DATA LINES –

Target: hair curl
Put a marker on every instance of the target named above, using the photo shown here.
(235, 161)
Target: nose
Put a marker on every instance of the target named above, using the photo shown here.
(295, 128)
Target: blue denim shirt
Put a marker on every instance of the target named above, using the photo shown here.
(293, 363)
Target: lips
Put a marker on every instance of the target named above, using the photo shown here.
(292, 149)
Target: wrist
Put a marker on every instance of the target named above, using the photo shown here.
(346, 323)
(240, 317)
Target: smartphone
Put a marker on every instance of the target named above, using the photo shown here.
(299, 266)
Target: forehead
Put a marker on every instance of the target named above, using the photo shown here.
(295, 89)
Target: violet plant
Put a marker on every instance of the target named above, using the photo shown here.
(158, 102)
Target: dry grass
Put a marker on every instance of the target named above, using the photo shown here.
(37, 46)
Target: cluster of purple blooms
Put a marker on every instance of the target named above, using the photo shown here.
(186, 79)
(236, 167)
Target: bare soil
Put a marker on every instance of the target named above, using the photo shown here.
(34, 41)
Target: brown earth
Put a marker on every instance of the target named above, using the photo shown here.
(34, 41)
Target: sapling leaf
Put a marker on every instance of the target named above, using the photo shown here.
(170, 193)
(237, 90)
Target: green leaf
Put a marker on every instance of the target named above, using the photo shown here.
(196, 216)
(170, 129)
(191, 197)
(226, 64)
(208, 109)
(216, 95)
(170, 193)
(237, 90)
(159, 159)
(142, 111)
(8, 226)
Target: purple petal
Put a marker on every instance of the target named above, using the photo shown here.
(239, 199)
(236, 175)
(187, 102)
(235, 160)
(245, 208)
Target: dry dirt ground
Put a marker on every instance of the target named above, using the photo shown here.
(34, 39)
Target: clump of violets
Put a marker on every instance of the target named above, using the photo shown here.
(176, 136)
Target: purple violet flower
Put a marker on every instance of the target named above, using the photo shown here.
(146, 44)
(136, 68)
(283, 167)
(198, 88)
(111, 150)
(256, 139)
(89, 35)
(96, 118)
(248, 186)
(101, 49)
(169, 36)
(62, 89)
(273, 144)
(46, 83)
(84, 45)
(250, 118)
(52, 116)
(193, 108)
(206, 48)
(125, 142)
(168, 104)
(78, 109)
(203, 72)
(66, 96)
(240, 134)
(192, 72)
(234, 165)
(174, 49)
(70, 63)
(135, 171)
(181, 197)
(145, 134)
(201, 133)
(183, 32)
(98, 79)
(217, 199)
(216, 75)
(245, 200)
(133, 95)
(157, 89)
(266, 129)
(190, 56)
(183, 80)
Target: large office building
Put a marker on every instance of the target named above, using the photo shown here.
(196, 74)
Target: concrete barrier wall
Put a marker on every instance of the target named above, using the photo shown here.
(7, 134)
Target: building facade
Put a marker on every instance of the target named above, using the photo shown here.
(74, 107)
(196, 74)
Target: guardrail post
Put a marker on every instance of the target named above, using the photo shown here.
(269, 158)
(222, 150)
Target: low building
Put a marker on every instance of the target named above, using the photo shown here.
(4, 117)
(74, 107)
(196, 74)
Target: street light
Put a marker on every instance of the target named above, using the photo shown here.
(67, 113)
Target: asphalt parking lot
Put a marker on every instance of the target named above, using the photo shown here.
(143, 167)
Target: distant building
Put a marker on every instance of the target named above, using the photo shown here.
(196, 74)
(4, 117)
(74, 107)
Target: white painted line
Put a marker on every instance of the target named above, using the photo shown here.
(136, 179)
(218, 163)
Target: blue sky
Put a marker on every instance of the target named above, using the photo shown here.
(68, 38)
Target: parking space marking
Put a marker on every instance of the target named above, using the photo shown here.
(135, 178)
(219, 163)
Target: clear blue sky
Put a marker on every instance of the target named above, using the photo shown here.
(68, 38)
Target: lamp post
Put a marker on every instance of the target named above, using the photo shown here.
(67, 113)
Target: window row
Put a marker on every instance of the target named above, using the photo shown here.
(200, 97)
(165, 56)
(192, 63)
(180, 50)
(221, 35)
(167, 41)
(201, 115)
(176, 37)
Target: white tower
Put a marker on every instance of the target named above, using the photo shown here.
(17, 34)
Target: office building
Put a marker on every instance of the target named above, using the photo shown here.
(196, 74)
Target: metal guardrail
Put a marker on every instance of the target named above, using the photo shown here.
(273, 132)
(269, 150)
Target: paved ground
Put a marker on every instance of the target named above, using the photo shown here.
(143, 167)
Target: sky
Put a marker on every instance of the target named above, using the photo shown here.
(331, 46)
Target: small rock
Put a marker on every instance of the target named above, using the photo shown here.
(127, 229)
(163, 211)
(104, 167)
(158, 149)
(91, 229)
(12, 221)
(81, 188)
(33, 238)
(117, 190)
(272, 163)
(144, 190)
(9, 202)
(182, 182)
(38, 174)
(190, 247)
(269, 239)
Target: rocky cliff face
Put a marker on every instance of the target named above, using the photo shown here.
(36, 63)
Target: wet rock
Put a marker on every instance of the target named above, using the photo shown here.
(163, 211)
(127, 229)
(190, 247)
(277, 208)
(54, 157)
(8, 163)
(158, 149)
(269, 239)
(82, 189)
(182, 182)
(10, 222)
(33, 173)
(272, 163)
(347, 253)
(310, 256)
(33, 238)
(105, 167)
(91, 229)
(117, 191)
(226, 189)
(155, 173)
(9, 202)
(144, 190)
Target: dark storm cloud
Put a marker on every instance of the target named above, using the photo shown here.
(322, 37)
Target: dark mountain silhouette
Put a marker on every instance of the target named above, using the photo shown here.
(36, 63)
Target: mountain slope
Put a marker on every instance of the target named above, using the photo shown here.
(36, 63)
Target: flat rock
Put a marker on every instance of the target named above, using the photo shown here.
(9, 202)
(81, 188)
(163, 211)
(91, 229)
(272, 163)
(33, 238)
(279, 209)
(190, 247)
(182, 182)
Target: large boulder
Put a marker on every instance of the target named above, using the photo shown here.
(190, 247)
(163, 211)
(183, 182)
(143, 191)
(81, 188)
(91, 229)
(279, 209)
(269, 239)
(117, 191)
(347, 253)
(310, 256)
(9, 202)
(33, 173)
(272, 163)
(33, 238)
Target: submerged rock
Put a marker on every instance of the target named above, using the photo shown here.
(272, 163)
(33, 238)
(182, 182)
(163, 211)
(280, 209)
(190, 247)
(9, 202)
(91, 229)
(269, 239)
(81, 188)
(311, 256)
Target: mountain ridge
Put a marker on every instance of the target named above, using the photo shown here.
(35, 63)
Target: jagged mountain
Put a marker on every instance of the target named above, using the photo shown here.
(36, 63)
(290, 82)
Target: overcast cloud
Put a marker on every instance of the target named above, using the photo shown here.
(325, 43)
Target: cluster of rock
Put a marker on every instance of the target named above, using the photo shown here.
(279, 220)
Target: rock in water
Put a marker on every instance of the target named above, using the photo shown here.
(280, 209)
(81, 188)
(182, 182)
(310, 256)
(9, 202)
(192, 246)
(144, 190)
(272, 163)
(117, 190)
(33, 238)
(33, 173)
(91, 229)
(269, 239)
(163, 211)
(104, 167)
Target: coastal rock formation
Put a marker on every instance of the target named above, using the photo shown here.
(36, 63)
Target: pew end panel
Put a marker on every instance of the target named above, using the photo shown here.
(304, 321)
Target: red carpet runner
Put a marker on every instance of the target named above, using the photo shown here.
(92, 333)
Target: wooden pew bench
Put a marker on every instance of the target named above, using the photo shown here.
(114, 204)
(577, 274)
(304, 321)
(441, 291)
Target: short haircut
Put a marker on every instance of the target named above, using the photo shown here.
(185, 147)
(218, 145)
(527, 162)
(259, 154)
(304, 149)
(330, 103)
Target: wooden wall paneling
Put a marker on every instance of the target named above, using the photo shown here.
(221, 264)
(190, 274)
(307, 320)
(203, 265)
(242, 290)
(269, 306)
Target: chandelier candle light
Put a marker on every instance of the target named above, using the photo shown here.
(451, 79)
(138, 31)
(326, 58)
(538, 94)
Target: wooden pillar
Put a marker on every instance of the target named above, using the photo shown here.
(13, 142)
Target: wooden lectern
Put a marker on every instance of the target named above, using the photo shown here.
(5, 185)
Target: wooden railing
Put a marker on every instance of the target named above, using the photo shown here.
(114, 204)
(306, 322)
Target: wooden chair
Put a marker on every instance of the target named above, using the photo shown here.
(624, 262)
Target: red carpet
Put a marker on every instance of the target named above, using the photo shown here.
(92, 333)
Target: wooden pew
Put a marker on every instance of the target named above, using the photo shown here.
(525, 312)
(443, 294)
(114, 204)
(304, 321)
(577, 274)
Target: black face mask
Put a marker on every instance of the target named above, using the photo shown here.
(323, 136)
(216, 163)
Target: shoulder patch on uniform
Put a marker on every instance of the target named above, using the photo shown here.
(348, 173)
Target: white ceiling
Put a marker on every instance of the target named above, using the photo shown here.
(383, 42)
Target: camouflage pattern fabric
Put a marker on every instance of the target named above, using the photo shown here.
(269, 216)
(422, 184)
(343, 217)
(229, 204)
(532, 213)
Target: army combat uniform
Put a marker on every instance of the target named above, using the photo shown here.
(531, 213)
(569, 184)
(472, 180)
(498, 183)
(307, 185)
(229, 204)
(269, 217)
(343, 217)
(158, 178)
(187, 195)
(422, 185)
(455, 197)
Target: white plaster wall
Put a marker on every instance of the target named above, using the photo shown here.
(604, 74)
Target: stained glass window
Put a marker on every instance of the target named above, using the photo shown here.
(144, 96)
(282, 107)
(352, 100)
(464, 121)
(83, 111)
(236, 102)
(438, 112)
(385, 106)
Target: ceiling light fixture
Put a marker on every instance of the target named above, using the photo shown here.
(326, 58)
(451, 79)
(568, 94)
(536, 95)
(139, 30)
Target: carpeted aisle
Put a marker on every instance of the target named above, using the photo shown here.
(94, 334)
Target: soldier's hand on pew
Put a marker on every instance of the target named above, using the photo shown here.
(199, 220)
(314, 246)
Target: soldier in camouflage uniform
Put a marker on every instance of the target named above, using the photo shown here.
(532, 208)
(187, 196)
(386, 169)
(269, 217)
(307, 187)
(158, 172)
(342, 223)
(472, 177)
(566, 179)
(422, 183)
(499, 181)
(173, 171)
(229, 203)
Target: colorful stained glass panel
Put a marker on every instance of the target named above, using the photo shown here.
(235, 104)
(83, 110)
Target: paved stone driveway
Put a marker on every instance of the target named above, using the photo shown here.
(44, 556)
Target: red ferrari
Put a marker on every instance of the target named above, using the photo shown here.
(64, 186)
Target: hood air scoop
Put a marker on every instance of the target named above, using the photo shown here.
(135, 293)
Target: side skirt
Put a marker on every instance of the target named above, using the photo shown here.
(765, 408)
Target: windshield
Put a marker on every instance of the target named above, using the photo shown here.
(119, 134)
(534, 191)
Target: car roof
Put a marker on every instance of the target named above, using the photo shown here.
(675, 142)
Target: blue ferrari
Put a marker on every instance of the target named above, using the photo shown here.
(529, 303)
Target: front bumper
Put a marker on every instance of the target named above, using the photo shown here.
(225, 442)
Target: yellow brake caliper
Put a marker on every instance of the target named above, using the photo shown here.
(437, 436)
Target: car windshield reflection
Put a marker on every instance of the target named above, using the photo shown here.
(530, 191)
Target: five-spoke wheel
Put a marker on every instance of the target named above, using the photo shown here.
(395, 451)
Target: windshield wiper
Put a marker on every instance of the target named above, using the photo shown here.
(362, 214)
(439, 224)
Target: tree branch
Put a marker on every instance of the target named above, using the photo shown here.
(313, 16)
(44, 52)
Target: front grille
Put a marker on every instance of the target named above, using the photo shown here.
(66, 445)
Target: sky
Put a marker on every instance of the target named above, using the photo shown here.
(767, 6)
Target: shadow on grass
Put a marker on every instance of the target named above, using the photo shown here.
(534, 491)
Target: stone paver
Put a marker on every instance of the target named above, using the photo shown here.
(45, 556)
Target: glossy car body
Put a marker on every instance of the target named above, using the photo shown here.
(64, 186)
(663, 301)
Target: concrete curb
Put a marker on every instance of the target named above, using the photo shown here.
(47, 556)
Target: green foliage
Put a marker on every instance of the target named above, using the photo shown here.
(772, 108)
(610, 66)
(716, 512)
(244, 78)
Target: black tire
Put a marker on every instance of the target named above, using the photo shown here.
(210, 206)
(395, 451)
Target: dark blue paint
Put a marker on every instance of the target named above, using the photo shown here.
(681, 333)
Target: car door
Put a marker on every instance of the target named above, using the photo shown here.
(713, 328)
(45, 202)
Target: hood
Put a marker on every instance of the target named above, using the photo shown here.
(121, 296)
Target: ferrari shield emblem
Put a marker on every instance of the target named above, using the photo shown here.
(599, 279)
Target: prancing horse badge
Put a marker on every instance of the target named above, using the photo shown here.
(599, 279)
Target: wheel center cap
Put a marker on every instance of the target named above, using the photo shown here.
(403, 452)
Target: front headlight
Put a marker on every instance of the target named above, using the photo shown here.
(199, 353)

WRITTEN TASK –
Copy out the data above, word for word, from the line containing "Target: car door" through the end of the data, both ends included.

ANSWER TO THE EXERCISE –
Target: car door
Put a marker on every instance of the target named above, using the photo shown here.
(713, 328)
(45, 202)
Target: hood
Put a marker on every instance of the target named above, using the photo shown here.
(121, 296)
Target: ferrari shield emblem
Put a marker on every instance of the target named above, using the photo shown here.
(599, 279)
Target: prancing horse badge
Put a marker on every instance of the target named above, using the photo shown here.
(599, 279)
Target: wheel center cap
Put a marker on every instance of the target named above, using the photo shown here.
(403, 452)
Target: front headlight
Put a marker on every instance of the target named above, using the photo shown here.
(199, 353)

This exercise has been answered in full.